- _Exercise set_:
- A) In the forum thread about patch cables in network racks, what minimum patch cable length does TIA/EIA specify?
- B) Continue the forum thread about patch cables in network racks, starting right after its final post.

I like the in rack switching, much neater appearance IMO, I'm going to try a product called "NeatPatch" on my next rack project.

FYI: TIA/EIA says the minimum patch cable length is three feet, neither their solution or NeatPatch adheres to that. Even so, I have a few installs with 1' patches and everything tests out fine.


----------



## jeffmoss26 (Dec 8, 2011)

We have our MDF setup with 48 port patch panels and 48 port switches, using 1 foot patch cords. Looks great and no organizers needed.


----------



## Dawizman (Mar 10, 2012)

sarness said:


> I like the in rack switching, much neater appearance IMO, I'm going to try a product called "NeatPatch" on my next rack project.
> 
> FYI: TIA/EIA says the minimum patch cable length is three feet, neither their solution or NeatPatch adheres to that. Even so, I have a few installs with 1' patches and everything tests out fine.



I was under the impression that the 1m minimum length is for device to device. Because we are going from a patch panel to the switch, we are okay since the shortest run by far exceeds 1m.


----------



## sarness (Sep 14, 2010)

Dawizman said:


> I was under the impression that the 1m minimum length is for device to device. Because we are going from a patch panel to the switch, we are okay since the shortest run by far exceeds 1m.


You may be right, it's been a while since someone cited this too me, I believe 10G has a 5' minimum length, and most likely that was device to device.

I could go for some 8" patches if I wasn't using management, or 5" if it's ultra compact (48 port 1RU patch panel)

- _Listing_:
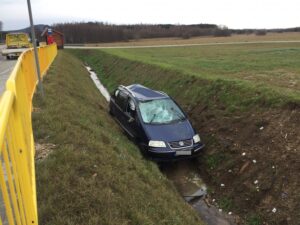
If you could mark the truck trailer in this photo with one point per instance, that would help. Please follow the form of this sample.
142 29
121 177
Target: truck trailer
16 43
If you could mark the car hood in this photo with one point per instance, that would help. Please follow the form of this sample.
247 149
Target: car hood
170 132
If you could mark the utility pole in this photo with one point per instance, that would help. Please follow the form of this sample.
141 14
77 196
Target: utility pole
37 63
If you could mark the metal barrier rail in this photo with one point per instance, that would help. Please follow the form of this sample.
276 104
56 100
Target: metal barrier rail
17 170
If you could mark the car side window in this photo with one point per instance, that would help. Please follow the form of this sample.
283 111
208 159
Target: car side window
121 99
131 107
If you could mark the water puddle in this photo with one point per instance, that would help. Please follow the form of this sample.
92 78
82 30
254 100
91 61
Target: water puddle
98 84
185 176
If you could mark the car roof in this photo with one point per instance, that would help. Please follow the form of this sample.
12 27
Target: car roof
143 93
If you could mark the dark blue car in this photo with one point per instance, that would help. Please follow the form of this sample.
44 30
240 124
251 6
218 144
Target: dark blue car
156 122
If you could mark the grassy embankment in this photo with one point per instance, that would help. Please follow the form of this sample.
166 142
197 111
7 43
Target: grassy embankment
240 76
94 175
243 99
290 36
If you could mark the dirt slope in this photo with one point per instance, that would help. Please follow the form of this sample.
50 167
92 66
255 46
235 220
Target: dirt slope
251 162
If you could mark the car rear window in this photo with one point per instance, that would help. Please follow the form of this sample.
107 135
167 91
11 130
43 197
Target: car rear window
160 111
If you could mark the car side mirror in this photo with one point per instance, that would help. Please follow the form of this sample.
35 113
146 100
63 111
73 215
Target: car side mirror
131 119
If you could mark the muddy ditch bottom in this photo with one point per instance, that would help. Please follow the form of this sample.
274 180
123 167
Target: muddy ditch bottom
185 177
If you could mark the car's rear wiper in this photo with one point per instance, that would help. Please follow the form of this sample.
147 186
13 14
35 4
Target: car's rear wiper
153 117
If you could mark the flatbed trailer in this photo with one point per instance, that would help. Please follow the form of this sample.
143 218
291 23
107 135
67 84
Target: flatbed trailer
13 53
16 43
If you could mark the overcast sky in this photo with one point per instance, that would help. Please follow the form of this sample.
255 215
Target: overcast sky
232 13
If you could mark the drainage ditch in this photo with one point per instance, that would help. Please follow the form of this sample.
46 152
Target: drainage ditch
185 177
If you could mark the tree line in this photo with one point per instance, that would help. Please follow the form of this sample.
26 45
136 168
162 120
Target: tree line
94 32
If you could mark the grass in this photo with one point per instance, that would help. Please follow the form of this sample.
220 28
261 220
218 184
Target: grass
289 36
273 65
94 175
254 219
114 68
225 203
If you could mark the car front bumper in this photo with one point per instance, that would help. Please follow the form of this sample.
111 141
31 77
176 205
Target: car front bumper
167 154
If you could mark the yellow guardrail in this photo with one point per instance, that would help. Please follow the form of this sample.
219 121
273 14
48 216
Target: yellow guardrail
17 170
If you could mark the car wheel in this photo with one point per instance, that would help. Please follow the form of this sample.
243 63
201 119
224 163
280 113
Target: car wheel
110 111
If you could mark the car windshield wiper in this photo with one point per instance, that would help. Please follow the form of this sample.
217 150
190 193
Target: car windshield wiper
153 117
180 116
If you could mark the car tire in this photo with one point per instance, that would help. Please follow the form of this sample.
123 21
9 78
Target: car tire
110 112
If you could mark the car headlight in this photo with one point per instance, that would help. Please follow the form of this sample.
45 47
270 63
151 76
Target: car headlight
157 144
196 138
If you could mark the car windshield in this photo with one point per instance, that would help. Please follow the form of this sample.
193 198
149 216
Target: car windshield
160 111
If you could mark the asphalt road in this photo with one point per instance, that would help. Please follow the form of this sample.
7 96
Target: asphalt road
6 67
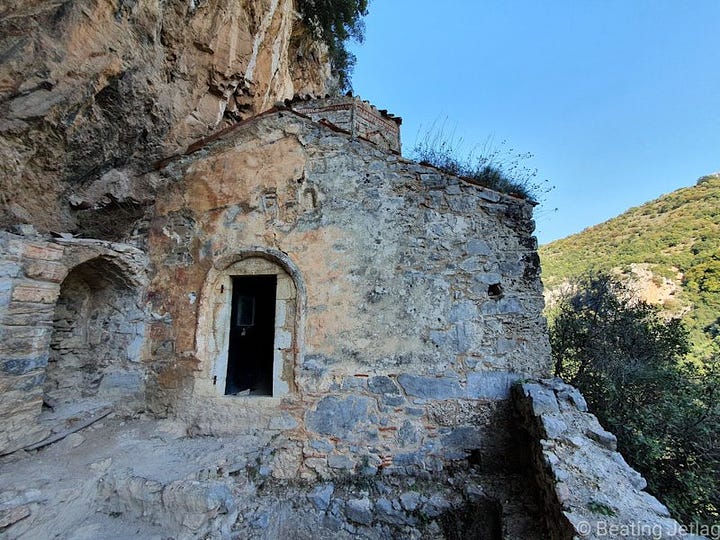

- _Answers below_:
- A) Three feet.

- B)
I'm using management on that one rack as not all 40+ locations may be going to the same switch.


----------



## zwodubber (Feb 24, 2011)

sarness said:


> I like the in rack switching, much neater appearance IMO, I'm going to try a product called "NeatPatch" on my next rack project.
> 
> FYI: TIA/EIA says the minimum patch cable length is three feet, neither their solution or NeatPatch adheres to that. Even so, I have a few installs with 1' patches and everything tests out fine.


I am thinking about neatpatch for an install coming up, looks like a clean setup. I have made many of my own patch cables under the 3' guidelines as well and they tested fine.


----------



## Edrick (Jun 6, 2010)

The problem isn't that it wont work, it's that no device will actually certify it for being such a short length. Had that discussion with a Fluke Networks rep when we were looking into certification tools. Basically said that anything shorter than a 3' patch cord wouldn't work for tests.


----------



## sarness (Sep 14, 2010)

Some time ago, since I've been terminating cable before ethernet was a standard, 3' was the acceptable minimum. I took it as a patch length given insertion losses and such at each connection point. I remember connecting two computers back to back between a wall and was told to coil up 3-4' in the wall to reduce NEXT. In fact I recall at one point there was a spec that eliminated patch panels in the closet completly with the ends going directly into the switch.

The supposed restrictions perceived seem to be from olden times when equipment couldn't handle the higher error rates a short cable could induce.

That was then and this is now and things change.

Dawziman is correct in that the specification came around for connection between devices, not device to patch panel.

Even so, my local supplier does not stock patch cables shorter then 3' in length as anything shorter as Edrick stated can not be reliably tested and therefore would not meet EIA/TIE specs.

The shortest supposedly spec'd cable you can have is .5m or 1.6' I think if you wanted to test something shorter you could just couple it with a know good cable to get the short cable into the testing range.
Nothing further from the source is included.